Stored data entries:
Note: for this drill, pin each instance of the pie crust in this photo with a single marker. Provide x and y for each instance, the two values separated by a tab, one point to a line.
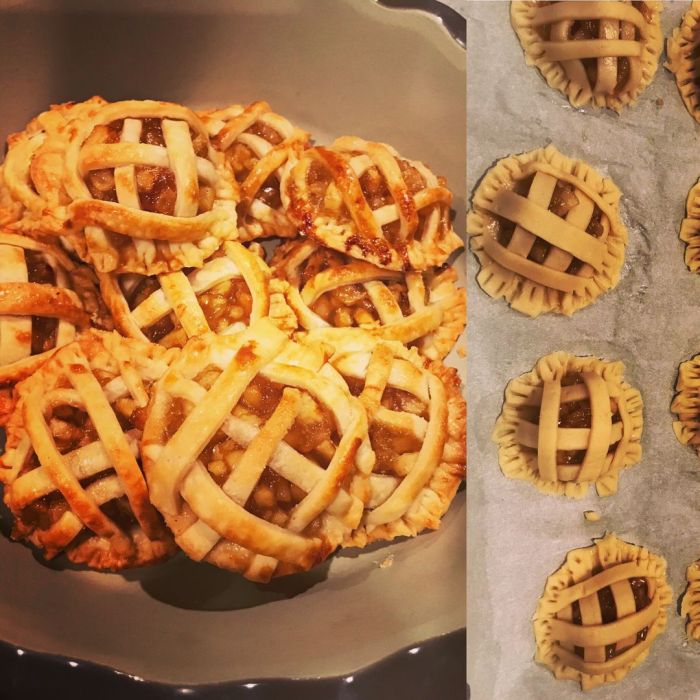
71	471
148	192
230	291
366	200
570	422
256	454
547	232
601	611
690	606
257	144
681	52
417	429
599	53
334	295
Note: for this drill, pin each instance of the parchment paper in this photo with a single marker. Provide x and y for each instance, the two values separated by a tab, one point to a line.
651	321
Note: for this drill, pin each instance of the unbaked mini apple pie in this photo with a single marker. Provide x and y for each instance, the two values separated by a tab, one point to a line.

§ **Problem statement**
A word-for-word copy of the records above is needed, pictures excluded.

§ **Solved problem**
Note: for this drill, pin each instance of the pie crust in this photo with a single marker. Provide x and y for each instance, the two values separated by a tab, one point to a line.
71	471
148	192
230	291
366	200
570	422
256	454
547	232
601	611
690	606
257	144
681	52
417	429
599	53
334	295
Note: for this drill, pin each instance of the parchment paper in this photo with a single marker. Provide x and y for each instance, the two values separated by a tab, one point to a line.
651	321
Note: for this drill, pin each instance of the unbaked mini apple pie in this photo with a single marker. Provide x and y for each instance, the two values separated by a tab, one point to a line.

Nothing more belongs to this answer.